# Text in eine bestimmte Form bringen und einen Teil des Textes einfärben sodass...



## Razer3k (3. April 2011)

Nabend,
ich möchte gerne einen bestimmten Text so anpassen das er eine bestimmte Form annimmt.

Z.B. dieser Fläche: klick

Desweiteren möchte ich in diesem Text eine Zahl abbilden (65) und zwar dadurch das bestimmte Buchstaben im Text eine andere Farbe bekommen und so diese Zahl bilden.

An Programmen stehen mir die CS5 Versionen von Photoshop, Illustrator und InDesign zur Verfügung.

Ist so etwas überhaupt möglich oder muss ich das alles selber mühselig zusammenfummeln?




Schon mal Danke für eure Bemühungen mir zu helfen.


----------



## smileyml (3. April 2011)

Leider ist es schwer nachzuvollziehen was du willst, aber es ist mit entsprechendem Arbeitsaufwand sicher möglich. Ob es aber mit drei Klicks realisierbar ist, wage ich zu bezweifeln, denn nicht für alles gibt es eine Automatik oder einen "Wunsch-Button".

Vielleicht kannst du zu Beginn eine Handskizze machen, die dir hilft und uns das Problem bzw. dein Ziel zu verstehen.

Grüße Marco


----------



## Jan-Frederik Stieler (5. April 2011)

Hi,
also so wie ich dich jetzt verstehe möchtest du einen Formsatz machen.
Dafür nimmst du am besten Illustrator oder Indesign.
Um nun so einen Formsatz zu erstellen nimmst du das Pfadwerkzeug und zeichnest deine Insel nach. Dannach einfach mit dem Textwerkzeug reinklicken und schreiben.
Um die 65 zu bekommen würde ich eine geschreibene in den Hintergrund legen und entsprechend den Text dann einfärben.
Erreichen könnte man dies auch über die Verwendung des Pathfinders aber ich denke nicht das dir das Vorteile bringt.

Viele Grüße


----------

- Extrahierte Daten
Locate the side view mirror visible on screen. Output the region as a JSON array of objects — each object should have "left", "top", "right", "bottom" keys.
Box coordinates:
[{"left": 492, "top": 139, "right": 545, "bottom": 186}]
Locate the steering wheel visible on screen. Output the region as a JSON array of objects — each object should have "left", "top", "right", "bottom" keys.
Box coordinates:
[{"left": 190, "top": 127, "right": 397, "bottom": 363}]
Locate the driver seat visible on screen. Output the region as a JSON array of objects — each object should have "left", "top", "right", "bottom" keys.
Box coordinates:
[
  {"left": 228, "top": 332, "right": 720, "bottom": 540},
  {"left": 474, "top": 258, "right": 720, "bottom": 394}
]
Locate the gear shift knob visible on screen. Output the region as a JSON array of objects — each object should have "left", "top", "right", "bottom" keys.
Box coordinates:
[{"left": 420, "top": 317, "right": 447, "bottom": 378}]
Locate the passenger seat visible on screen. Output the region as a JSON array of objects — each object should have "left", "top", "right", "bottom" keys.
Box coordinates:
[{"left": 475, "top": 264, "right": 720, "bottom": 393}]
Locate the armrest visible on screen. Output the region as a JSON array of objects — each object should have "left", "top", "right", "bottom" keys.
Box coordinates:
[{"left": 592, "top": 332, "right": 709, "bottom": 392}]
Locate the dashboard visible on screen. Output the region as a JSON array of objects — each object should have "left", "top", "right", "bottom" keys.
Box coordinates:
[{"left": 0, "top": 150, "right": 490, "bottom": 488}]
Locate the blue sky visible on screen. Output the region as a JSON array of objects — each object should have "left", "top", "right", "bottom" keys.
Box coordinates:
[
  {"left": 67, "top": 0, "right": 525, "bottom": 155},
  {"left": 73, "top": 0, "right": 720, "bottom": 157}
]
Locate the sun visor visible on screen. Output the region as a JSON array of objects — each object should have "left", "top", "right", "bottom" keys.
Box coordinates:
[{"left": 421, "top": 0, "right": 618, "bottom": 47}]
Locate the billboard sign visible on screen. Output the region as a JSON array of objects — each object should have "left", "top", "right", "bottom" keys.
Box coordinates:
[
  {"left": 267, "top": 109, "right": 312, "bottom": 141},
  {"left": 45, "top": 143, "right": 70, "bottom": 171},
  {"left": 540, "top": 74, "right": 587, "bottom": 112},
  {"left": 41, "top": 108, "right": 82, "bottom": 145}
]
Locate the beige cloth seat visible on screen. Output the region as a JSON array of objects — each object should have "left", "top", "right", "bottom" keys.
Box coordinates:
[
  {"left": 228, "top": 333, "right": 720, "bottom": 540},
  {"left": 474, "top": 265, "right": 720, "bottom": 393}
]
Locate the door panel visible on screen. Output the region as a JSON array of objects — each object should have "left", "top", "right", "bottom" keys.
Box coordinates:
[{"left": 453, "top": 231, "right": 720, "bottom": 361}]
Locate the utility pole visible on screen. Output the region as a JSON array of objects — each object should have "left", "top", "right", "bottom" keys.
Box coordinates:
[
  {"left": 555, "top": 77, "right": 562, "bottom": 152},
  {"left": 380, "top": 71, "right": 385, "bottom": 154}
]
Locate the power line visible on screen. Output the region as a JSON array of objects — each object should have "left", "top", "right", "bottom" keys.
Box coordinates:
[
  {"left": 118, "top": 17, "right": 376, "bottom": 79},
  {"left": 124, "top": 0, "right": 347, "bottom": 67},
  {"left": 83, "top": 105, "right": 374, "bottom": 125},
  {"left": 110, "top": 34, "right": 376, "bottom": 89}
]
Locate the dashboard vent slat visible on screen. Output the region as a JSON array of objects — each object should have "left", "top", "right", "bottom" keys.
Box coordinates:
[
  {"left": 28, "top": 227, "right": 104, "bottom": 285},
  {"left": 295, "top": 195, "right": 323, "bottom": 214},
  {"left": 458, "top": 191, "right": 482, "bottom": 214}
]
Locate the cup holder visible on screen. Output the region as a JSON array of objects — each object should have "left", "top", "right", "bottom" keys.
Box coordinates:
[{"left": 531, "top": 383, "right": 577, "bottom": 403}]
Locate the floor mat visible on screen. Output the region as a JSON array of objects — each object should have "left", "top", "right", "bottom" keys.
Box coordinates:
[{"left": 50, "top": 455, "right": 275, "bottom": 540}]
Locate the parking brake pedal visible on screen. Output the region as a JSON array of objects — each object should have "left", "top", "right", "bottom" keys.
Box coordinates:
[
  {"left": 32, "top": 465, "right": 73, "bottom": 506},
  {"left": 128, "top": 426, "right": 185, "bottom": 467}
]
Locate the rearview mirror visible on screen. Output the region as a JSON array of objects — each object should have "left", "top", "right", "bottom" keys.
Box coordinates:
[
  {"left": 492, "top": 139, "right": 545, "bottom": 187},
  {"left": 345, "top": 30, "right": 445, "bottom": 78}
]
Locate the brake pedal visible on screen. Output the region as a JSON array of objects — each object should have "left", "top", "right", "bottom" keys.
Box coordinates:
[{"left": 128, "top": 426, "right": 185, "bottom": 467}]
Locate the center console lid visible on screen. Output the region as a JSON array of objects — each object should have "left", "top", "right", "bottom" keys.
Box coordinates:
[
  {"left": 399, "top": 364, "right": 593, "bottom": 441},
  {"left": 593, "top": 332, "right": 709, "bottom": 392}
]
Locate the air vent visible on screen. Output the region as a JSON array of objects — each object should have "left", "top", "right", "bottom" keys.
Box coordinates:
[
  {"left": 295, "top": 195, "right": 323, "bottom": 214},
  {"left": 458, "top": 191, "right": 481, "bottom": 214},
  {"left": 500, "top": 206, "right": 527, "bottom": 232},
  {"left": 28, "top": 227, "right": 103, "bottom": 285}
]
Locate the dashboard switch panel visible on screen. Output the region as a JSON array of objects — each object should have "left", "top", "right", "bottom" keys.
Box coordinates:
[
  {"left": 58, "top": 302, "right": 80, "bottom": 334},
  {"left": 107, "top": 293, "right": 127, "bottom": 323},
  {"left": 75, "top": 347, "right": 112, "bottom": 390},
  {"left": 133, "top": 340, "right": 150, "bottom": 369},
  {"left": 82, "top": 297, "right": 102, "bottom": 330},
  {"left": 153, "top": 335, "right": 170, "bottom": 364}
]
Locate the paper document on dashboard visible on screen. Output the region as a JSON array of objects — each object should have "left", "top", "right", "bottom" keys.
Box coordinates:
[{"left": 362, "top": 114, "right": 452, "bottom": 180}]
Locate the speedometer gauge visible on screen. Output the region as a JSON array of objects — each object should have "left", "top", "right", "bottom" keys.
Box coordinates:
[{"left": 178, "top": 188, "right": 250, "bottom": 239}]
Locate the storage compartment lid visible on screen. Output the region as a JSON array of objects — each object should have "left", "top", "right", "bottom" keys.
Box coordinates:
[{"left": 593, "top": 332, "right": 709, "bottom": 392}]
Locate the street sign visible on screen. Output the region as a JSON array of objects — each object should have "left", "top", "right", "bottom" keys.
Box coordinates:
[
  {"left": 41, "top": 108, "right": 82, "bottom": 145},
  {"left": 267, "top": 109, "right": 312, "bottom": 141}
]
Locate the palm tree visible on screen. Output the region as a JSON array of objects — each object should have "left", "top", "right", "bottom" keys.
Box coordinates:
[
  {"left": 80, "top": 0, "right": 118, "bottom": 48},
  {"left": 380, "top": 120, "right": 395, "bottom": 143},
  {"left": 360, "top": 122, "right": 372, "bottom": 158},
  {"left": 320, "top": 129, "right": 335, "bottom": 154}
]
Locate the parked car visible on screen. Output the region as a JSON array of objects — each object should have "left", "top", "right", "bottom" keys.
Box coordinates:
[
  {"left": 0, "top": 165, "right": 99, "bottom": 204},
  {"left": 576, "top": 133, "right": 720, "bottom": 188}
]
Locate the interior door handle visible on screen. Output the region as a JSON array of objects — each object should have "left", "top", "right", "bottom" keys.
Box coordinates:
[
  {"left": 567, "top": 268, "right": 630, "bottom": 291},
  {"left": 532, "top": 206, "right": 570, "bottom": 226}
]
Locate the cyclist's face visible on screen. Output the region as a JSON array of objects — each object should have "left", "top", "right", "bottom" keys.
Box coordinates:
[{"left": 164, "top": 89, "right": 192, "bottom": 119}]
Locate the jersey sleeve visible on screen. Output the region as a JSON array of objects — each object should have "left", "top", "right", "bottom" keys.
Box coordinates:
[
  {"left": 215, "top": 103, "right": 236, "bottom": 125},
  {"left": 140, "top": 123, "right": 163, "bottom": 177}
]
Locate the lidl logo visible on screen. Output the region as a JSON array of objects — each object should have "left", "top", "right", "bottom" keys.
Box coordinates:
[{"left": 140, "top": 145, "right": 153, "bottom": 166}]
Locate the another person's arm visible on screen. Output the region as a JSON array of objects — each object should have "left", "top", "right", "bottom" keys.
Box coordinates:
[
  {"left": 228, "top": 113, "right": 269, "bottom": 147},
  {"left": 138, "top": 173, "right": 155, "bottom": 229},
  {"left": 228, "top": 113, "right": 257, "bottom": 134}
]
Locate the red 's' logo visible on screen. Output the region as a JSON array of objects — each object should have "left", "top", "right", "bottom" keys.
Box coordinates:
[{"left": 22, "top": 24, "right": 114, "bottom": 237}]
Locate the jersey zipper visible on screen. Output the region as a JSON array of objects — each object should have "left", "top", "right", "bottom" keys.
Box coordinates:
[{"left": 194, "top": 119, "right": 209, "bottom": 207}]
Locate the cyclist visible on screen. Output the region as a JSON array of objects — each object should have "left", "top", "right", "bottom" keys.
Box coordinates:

- Gestellte Aufgabe A
Fasse den Absatz des Forenthreads, der mit „Leider ist es schwer“ beginnt, kürzer zusammen und behalte dabei seine wesentlichen Aussagen bei.
- Gestellte Aufgabe B
Schreibe den Forenthread von „## Jan-Frederik Stieler“ bis einschließlich „das Vorteile bringt.“ neu und setze dabei „Zeichenstiftwerkzeug“ anstelle von „Pfadwerkzeug“ ein.
Maßgeblich ist allein der Forenthread.

- Vollständige Ausgabe A
Das Vorhaben ist schwer nachzuvollziehen, mit entsprechendem Arbeitsaufwand aber sicher machbar. Mit drei Klicks dürfte es kaum gehen, da es nicht für alles eine Automatik oder einen „Wunsch-Button“ gibt.

- Vollständige Ausgabe B
## Jan-Frederik Stieler (5. April 2011)

Hi,
also so wie ich dich jetzt verstehe möchtest du einen Formsatz machen.
Dafür nimmst du am besten Illustrator oder Indesign.
Um nun so einen Formsatz zu erstellen nimmst du das Zeichenstiftwerkzeug und zeichnest deine Insel nach. Dannach einfach mit dem Textwerkzeug reinklicken und schreiben.
Um die 65 zu bekommen würde ich eine geschreibene in den Hintergrund legen und entsprechend den Text dann einfärben.
Erreichen könnte man dies auch über die Verwendung des Pathfinders aber ich denke nicht das dir das Vorteile bringt.